─── Text provided

Cartography and mapping are sometimes used also in the museum field for the spatial analysis of visitors’ wandering through exhibition routes (Bautista & Balsamo, 2013; Duncan, 2022; Mcwilliams, 2014). Some research also focuses on the sensitive experience, analysing the museum visit using neurological tools, with the aim of creating a personalised cartography of the visit, based on the sensations felt by viewers in front of the exposed artworks (Tröndle, 2014), or through sensitive walks aimed at creating new routes for vulnerable audiences (Lebat, 2022). Although interest in mapping is present in the museum field (Castle, 2009; Kirchberg & Tröndle, 2015), sensitive mapping as a method describing spatialised feelings is less widespread, and an isolated example of an application in this field can be found in Élise Olmedo’s analysis of the collections of the Musée des civilisations de l’Europe et de la Méditerranée (Olmedo, 2021).
Sensitive mapping is indeed a flexible method used in various disciplines and its application can be transposed to other context like post-traumatic cities, where memory and everyday practices are brought to the surface through multisensory spatial exploration and, in the case of Gibellina Nuova, can also be an instrument to understand the role of public art in the construction of spatial affectivity.

──────

# Set problem 1
In the text on sensitive mapping, what is cited as an isolated example of sensitive mapping applied in the museum field?
The entries are separate material with no connection to the text on sensitive mapping.

─── Data entries

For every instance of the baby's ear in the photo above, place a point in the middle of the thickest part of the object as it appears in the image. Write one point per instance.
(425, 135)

──────
─── Data entries

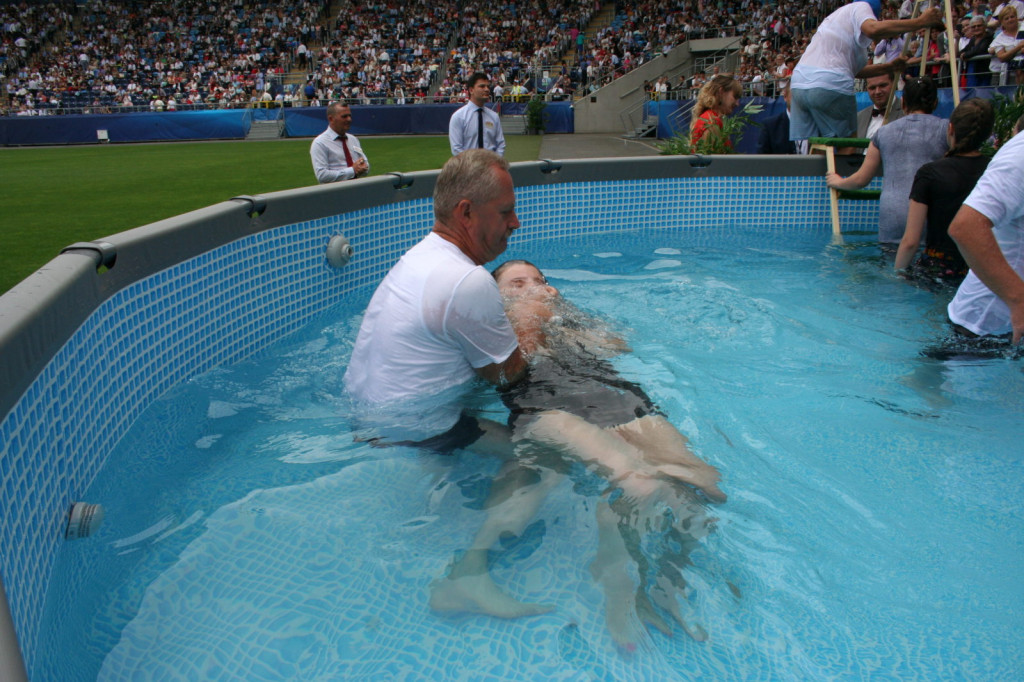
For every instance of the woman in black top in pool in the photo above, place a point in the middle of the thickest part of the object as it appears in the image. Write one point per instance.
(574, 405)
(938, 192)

──────

# Set problem 2
Count the lines of the entries that contain the string "baby" and give only the number.

# Worked solution 1
Élise Olmedo's analysis of the collections of the Musée des civilisations de l'Europe et de la Méditerranée.

# Worked solution 2
1